The full set of records below is to be reproduced without a single alteration.
*** Opening ENTRIES PROVIDED ***
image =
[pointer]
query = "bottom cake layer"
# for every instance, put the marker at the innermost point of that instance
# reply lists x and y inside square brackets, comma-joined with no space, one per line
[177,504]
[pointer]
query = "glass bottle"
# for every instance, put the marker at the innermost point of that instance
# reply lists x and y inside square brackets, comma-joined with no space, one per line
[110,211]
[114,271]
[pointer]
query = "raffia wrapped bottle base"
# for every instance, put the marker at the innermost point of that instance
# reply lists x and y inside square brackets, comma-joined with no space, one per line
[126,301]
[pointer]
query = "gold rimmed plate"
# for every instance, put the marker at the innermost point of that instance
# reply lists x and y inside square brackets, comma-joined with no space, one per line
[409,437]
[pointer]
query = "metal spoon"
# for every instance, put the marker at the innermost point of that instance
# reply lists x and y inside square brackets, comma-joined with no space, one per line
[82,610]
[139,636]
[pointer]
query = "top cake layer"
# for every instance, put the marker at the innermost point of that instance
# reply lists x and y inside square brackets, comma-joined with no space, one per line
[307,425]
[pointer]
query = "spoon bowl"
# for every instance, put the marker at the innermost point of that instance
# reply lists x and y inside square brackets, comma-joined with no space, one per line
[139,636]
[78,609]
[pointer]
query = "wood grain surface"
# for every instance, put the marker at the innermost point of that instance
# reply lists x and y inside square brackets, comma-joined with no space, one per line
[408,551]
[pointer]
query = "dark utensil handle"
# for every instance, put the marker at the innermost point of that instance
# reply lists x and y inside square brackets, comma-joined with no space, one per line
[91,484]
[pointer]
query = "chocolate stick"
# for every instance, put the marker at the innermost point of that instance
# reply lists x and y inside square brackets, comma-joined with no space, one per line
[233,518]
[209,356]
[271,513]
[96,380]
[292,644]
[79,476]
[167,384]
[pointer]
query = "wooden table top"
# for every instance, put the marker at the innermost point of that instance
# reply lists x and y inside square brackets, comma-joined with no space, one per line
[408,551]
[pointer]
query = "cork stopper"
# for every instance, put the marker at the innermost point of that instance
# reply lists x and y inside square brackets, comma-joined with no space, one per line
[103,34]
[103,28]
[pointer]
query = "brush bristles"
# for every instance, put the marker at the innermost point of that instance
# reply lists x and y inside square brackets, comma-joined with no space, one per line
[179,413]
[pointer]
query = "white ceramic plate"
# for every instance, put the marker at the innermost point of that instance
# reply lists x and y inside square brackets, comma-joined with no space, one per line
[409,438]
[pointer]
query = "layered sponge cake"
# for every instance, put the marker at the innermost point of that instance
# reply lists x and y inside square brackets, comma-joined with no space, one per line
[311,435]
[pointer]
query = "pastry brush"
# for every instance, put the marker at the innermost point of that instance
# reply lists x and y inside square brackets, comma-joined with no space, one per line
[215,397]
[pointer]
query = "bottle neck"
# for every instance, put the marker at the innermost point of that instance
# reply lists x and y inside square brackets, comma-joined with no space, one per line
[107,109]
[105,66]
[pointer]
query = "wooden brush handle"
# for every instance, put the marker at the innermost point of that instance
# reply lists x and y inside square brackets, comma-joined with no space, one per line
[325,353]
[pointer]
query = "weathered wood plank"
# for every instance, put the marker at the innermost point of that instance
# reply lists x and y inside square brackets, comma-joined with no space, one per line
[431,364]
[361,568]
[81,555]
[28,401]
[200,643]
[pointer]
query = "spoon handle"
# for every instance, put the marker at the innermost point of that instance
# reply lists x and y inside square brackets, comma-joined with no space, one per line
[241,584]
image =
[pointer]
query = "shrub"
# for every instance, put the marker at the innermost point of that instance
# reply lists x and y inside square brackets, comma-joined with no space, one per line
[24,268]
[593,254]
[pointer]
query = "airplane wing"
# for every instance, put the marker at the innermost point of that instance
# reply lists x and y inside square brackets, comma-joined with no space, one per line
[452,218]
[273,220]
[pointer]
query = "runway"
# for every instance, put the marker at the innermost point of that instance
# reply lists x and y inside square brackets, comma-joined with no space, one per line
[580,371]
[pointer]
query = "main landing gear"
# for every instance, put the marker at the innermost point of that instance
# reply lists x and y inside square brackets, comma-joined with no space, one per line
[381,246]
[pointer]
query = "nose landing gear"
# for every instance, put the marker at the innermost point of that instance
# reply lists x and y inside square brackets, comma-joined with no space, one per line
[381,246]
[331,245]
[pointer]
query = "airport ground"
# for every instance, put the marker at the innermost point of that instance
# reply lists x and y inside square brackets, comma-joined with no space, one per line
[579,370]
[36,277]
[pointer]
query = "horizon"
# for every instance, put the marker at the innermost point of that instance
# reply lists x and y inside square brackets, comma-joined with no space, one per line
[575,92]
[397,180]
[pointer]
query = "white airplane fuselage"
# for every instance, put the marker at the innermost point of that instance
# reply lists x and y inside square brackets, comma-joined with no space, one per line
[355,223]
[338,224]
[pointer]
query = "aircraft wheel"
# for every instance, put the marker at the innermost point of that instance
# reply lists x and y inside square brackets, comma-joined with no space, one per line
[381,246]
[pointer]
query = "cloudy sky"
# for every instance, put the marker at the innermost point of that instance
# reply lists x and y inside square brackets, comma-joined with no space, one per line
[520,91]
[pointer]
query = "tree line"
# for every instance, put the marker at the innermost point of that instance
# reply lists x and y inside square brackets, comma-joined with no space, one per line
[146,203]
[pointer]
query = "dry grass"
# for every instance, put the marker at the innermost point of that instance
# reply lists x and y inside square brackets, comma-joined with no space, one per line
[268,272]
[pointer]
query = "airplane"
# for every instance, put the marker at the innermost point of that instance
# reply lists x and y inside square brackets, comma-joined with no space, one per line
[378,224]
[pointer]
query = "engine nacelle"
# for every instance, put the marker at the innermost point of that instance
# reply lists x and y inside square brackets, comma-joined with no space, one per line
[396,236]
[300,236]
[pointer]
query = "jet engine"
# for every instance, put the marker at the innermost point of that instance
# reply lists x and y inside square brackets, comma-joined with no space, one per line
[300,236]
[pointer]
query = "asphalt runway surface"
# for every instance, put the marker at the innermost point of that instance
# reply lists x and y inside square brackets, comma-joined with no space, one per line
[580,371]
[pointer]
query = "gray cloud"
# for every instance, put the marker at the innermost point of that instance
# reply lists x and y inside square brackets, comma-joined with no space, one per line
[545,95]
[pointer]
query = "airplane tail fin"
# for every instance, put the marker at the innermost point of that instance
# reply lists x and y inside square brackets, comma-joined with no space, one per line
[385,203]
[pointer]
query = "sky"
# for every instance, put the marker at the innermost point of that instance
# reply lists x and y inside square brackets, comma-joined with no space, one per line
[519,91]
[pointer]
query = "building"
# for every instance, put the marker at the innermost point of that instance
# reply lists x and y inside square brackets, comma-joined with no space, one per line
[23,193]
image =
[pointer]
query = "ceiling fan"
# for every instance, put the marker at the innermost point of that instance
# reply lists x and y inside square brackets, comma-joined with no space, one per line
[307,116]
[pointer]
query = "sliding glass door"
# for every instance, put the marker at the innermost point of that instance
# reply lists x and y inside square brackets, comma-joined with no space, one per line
*** Closing ENTRIES PROVIDED ***
RESULT OF THIS EXERCISE -
image =
[pointer]
query = "bottom cake layer"
# for every instance, put the marker at the innermost point of that instance
# reply lists x and y inside square brackets, comma-joined with no space, one per line
[177,504]
[pointer]
query = "glass bottle"
# for every instance, put the marker at the innermost point of that instance
# reply lists x and y inside square brackets, comma-joined with no space, one per line
[110,211]
[114,271]
[pointer]
query = "raffia wrapped bottle base"
# for every instance, put the marker at the innermost point of that instance
# reply lists x and y inside square brackets, comma-joined with no space, one per line
[126,301]
[pointer]
query = "gold rimmed plate"
# for every instance, put the marker at the innermost point of that instance
# reply lists x and y inside square brackets, comma-joined with no space, one per line
[409,437]
[pointer]
query = "metal spoon"
# for every instance, put the marker at the innermost point of that instance
# reply lists x and y inside square brackets, comma-joined with no space, one per line
[82,610]
[139,636]
[pointer]
query = "top cake layer"
# for every instance, put the marker at the innermost point of that instance
# reply lists x and y inside square brackets, comma-joined with no space, one per line
[307,425]
[pointer]
query = "spoon bowl"
# for every instance, put the marker at the innermost point of that instance
# reply lists x and y inside square brackets, comma-joined with no space, one per line
[139,636]
[78,609]
[pointer]
query = "wood grain surface"
# for every instance, put the marker at the innermost point of that instance
# reply lists x and y inside square brackets, comma-joined with no space, one per line
[408,551]
[pointer]
query = "dark utensil handle"
# for every instance, put the marker at the innermost point of that instance
# reply lists x and y inside square brackets, comma-joined with no space, one per line
[91,484]
[pointer]
query = "chocolate stick"
# for every instance, put the marker at the innermost point of that instance
# reply lists x and y inside square brackets, comma-joined with no space, one per line
[233,518]
[209,356]
[271,513]
[96,380]
[292,644]
[79,476]
[167,384]
[pointer]
query = "wooden table top"
# for every instance, put the marker at the innermost point of that instance
# reply lists x and y inside square brackets, comma-joined with no space, one per line
[408,551]
[pointer]
query = "cork stopper"
# for every instance, put the marker at the innermost point of that instance
# reply lists x and y inside square brackets, comma-joined with no space, one per line
[103,34]
[103,28]
[pointer]
query = "brush bristles"
# for every instance, put the marker at the innermost point of that instance
# reply lists x and y inside square brackets, comma-joined with no space, one per line
[179,413]
[pointer]
query = "white ceramic plate"
# for every instance, put the marker at the innermost point of that instance
# reply lists x and y inside square brackets, comma-joined with no space, one per line
[409,438]
[pointer]
query = "layered sponge cake"
# for every instance, put the marker at the innermost point of that instance
# reply lists x and y inside square brackets, comma-joined with no space, one per line
[311,435]
[pointer]
query = "pastry brush"
# for every instance, put the marker at the innermost point of that instance
# reply lists x and y inside square brackets, comma-joined with no space, one per line
[215,397]
[pointer]
query = "bottle neck"
# for every instance, put the marker at the innermost point of that instance
# reply lists x and y inside square brackets, comma-joined with no space, one per line
[107,109]
[105,66]
[pointer]
query = "wooden brush handle"
# for every instance, put the marker at the innermost point of that instance
# reply lists x and y inside square brackets, comma-joined with no space, one per line
[325,353]
[pointer]
query = "weathered wood plank"
# for every instance, put the marker at the innermost point of that instance
# reply lists x and y inside square brackets, comma-joined with no space, one per line
[431,364]
[361,568]
[81,555]
[28,401]
[200,643]
[pointer]
query = "spoon handle"
# for every instance, put the marker at the innermost point of that instance
# reply lists x and y inside square brackets, comma-joined with no space, one per line
[241,584]
image =
[pointer]
query = "shrub"
# for every instance, put the marker at the innermost point of that instance
# reply lists x and y inside square brackets, comma-joined with no space, one per line
[24,268]
[593,254]
[pointer]
query = "airplane wing"
# for every instance, put the marker at the innermost point of that instance
# reply lists x and y inside square brackets, comma-joined with no space, one per line
[452,218]
[273,220]
[pointer]
query = "runway"
# for every instance, put the marker at the innermost point of that instance
# reply lists x and y inside square brackets, comma-joined with no space, one per line
[580,371]
[pointer]
query = "main landing gear"
# for every instance, put the marker at the innermost point of that instance
# reply lists x and y inside square brackets, comma-joined with no space, one per line
[381,246]
[pointer]
query = "nose landing gear"
# for every instance, put the marker at the innermost point of that instance
# reply lists x and y inside square brackets, comma-joined with no space, one per line
[381,246]
[331,245]
[pointer]
query = "airport ground"
# for every instance, put the marker at the innermost point of that instance
# reply lists x and y inside square brackets, comma-joined with no space, one per line
[579,370]
[36,277]
[pointer]
query = "horizon"
# for every instance, put the marker at the innermost point of that instance
# reply lists x and y inside square brackets, comma-joined with no space, one per line
[575,92]
[397,180]
[pointer]
query = "white airplane fuselage"
# for every instance, put the marker at the innermost point of that instance
# reply lists x and y inside square brackets, comma-joined with no space, one per line
[355,223]
[338,224]
[pointer]
query = "aircraft wheel"
# for every instance, put the marker at the innermost point of that instance
# reply lists x and y inside square brackets, comma-joined with no space, one per line
[381,246]
[pointer]
query = "cloudy sky"
# for every instance, put the marker at the innermost point of that instance
# reply lists x and y inside square brackets, comma-joined with no space, one per line
[520,91]
[pointer]
query = "tree line"
# for every instance, put the marker at the innermost point of that instance
# reply lists x and y inside square brackets, comma-joined with no space, one per line
[146,203]
[pointer]
query = "dry grass"
# for every instance, put the marker at the innermost point of that instance
# reply lists x and y inside square brackets, comma-joined with no space, one per line
[268,272]
[pointer]
query = "airplane"
# for every instance, put the marker at the innermost point of that instance
# reply lists x and y inside square brackets, comma-joined with no space, one per line
[378,224]
[pointer]
query = "engine nacelle"
# for every instance, put the marker at the innermost point of that instance
# reply lists x and y inside square brackets, comma-joined with no space, one per line
[396,236]
[300,236]
[pointer]
query = "jet engine"
# for every instance, put the marker at the innermost point of that instance
# reply lists x and y inside square brackets, comma-joined with no space, one per line
[300,236]
[pointer]
query = "asphalt runway surface"
# for every instance, put the marker at the innermost point of that instance
# reply lists x and y inside square brackets, comma-joined with no space, one per line
[580,371]
[pointer]
query = "gray cloud"
# for every instance, put the marker at the innermost point of that instance
# reply lists x and y inside square brackets, comma-joined with no space, one per line
[545,95]
[pointer]
query = "airplane tail fin"
# for every instance, put the marker at the innermost point of that instance
# reply lists x and y inside square brackets, comma-joined with no space, one per line
[385,203]
[pointer]
query = "sky"
# for every instance, put the marker at the innermost point of that instance
# reply lists x and y inside square brackets, comma-joined with no space, one per line
[519,91]
[pointer]
query = "building"
# for every instance, put the marker at the innermost point of that instance
# reply lists x and y inside square brackets, comma-joined with no space, one per line
[23,193]
image =
[pointer]
query = "ceiling fan"
# for every instance, put the marker at the innermost point of that instance
# reply lists x and y inside square brackets, comma-joined with no space, one per line
[307,116]
[pointer]
query = "sliding glass door"
# for every instance, put the marker at the innermost point of that instance
# reply lists x and y inside square brackets, comma-joined with no space, one per line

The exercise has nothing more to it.